▶ Objective
Retype the material below verbatim, leaving out the pictures.

---------- Exercise data

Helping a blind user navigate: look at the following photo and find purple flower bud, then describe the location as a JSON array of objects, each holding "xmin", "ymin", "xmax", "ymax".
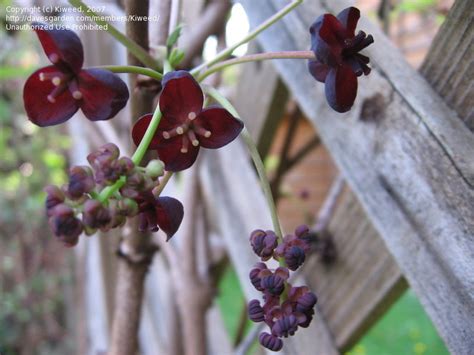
[
  {"xmin": 295, "ymin": 224, "xmax": 309, "ymax": 238},
  {"xmin": 260, "ymin": 274, "xmax": 285, "ymax": 296},
  {"xmin": 49, "ymin": 203, "xmax": 83, "ymax": 247},
  {"xmin": 117, "ymin": 198, "xmax": 138, "ymax": 217},
  {"xmin": 285, "ymin": 246, "xmax": 305, "ymax": 271},
  {"xmin": 250, "ymin": 229, "xmax": 278, "ymax": 260},
  {"xmin": 82, "ymin": 200, "xmax": 112, "ymax": 228},
  {"xmin": 272, "ymin": 314, "xmax": 298, "ymax": 338},
  {"xmin": 296, "ymin": 291, "xmax": 318, "ymax": 314},
  {"xmin": 249, "ymin": 263, "xmax": 267, "ymax": 291},
  {"xmin": 44, "ymin": 185, "xmax": 65, "ymax": 217},
  {"xmin": 258, "ymin": 332, "xmax": 283, "ymax": 351},
  {"xmin": 87, "ymin": 143, "xmax": 120, "ymax": 169},
  {"xmin": 145, "ymin": 159, "xmax": 165, "ymax": 180},
  {"xmin": 247, "ymin": 300, "xmax": 265, "ymax": 323},
  {"xmin": 67, "ymin": 166, "xmax": 95, "ymax": 200}
]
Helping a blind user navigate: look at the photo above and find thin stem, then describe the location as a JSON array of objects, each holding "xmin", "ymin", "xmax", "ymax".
[
  {"xmin": 191, "ymin": 0, "xmax": 303, "ymax": 75},
  {"xmin": 69, "ymin": 0, "xmax": 160, "ymax": 70},
  {"xmin": 203, "ymin": 86, "xmax": 283, "ymax": 239},
  {"xmin": 132, "ymin": 110, "xmax": 161, "ymax": 165},
  {"xmin": 198, "ymin": 51, "xmax": 315, "ymax": 81},
  {"xmin": 98, "ymin": 106, "xmax": 162, "ymax": 203},
  {"xmin": 91, "ymin": 65, "xmax": 163, "ymax": 81}
]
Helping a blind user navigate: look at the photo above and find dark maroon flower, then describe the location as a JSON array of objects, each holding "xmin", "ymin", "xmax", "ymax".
[
  {"xmin": 132, "ymin": 70, "xmax": 243, "ymax": 171},
  {"xmin": 247, "ymin": 300, "xmax": 265, "ymax": 323},
  {"xmin": 138, "ymin": 192, "xmax": 184, "ymax": 240},
  {"xmin": 250, "ymin": 229, "xmax": 278, "ymax": 261},
  {"xmin": 308, "ymin": 7, "xmax": 374, "ymax": 112},
  {"xmin": 258, "ymin": 332, "xmax": 283, "ymax": 351},
  {"xmin": 67, "ymin": 166, "xmax": 95, "ymax": 199},
  {"xmin": 23, "ymin": 23, "xmax": 129, "ymax": 127},
  {"xmin": 49, "ymin": 203, "xmax": 83, "ymax": 247}
]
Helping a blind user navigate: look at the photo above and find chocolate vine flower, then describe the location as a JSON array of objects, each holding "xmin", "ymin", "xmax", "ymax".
[
  {"xmin": 132, "ymin": 70, "xmax": 244, "ymax": 171},
  {"xmin": 308, "ymin": 7, "xmax": 374, "ymax": 112},
  {"xmin": 137, "ymin": 192, "xmax": 184, "ymax": 240},
  {"xmin": 23, "ymin": 23, "xmax": 129, "ymax": 127}
]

--------------------

▶ Finished exercise
Helping a blind user navigate: look at the following photo and find purple flower bud, then describe the location as a JSON array of objects, each holding "xmin", "ymin", "xmax", "ymax".
[
  {"xmin": 295, "ymin": 224, "xmax": 309, "ymax": 238},
  {"xmin": 260, "ymin": 274, "xmax": 285, "ymax": 296},
  {"xmin": 49, "ymin": 203, "xmax": 83, "ymax": 247},
  {"xmin": 117, "ymin": 198, "xmax": 138, "ymax": 217},
  {"xmin": 285, "ymin": 246, "xmax": 305, "ymax": 271},
  {"xmin": 250, "ymin": 229, "xmax": 278, "ymax": 260},
  {"xmin": 82, "ymin": 200, "xmax": 112, "ymax": 228},
  {"xmin": 272, "ymin": 314, "xmax": 298, "ymax": 338},
  {"xmin": 296, "ymin": 291, "xmax": 318, "ymax": 314},
  {"xmin": 249, "ymin": 263, "xmax": 267, "ymax": 291},
  {"xmin": 44, "ymin": 185, "xmax": 65, "ymax": 217},
  {"xmin": 258, "ymin": 332, "xmax": 283, "ymax": 351},
  {"xmin": 87, "ymin": 143, "xmax": 120, "ymax": 169},
  {"xmin": 145, "ymin": 159, "xmax": 165, "ymax": 180},
  {"xmin": 247, "ymin": 300, "xmax": 265, "ymax": 323},
  {"xmin": 67, "ymin": 166, "xmax": 95, "ymax": 200}
]
Helping a blind user navigate: look at the photo above and find thin stem, then describe the location as a JSON array of objects, each holding "xmin", "ymin", "xmax", "ymax".
[
  {"xmin": 191, "ymin": 0, "xmax": 303, "ymax": 75},
  {"xmin": 69, "ymin": 0, "xmax": 160, "ymax": 70},
  {"xmin": 203, "ymin": 86, "xmax": 283, "ymax": 239},
  {"xmin": 132, "ymin": 110, "xmax": 161, "ymax": 165},
  {"xmin": 198, "ymin": 51, "xmax": 315, "ymax": 81},
  {"xmin": 98, "ymin": 106, "xmax": 162, "ymax": 203},
  {"xmin": 91, "ymin": 65, "xmax": 163, "ymax": 81}
]
Helping a blind user navigate: look at the photo above and find dark maroon flower, then describe the location as a JSON array of objects, each holding "xmin", "ymin", "xmax", "ymax".
[
  {"xmin": 132, "ymin": 70, "xmax": 243, "ymax": 171},
  {"xmin": 247, "ymin": 300, "xmax": 265, "ymax": 323},
  {"xmin": 138, "ymin": 192, "xmax": 184, "ymax": 240},
  {"xmin": 250, "ymin": 229, "xmax": 278, "ymax": 261},
  {"xmin": 308, "ymin": 7, "xmax": 374, "ymax": 112},
  {"xmin": 258, "ymin": 332, "xmax": 283, "ymax": 351},
  {"xmin": 67, "ymin": 166, "xmax": 95, "ymax": 199},
  {"xmin": 23, "ymin": 23, "xmax": 129, "ymax": 127},
  {"xmin": 49, "ymin": 203, "xmax": 83, "ymax": 247}
]
Helping a blind user navigate: look at the photo above and find chocolate vine flower, then describe the location as a JSON array of objects, each holding "xmin", "ymin", "xmax", "ymax".
[
  {"xmin": 132, "ymin": 70, "xmax": 244, "ymax": 171},
  {"xmin": 308, "ymin": 7, "xmax": 374, "ymax": 112},
  {"xmin": 137, "ymin": 192, "xmax": 184, "ymax": 240},
  {"xmin": 23, "ymin": 23, "xmax": 129, "ymax": 127}
]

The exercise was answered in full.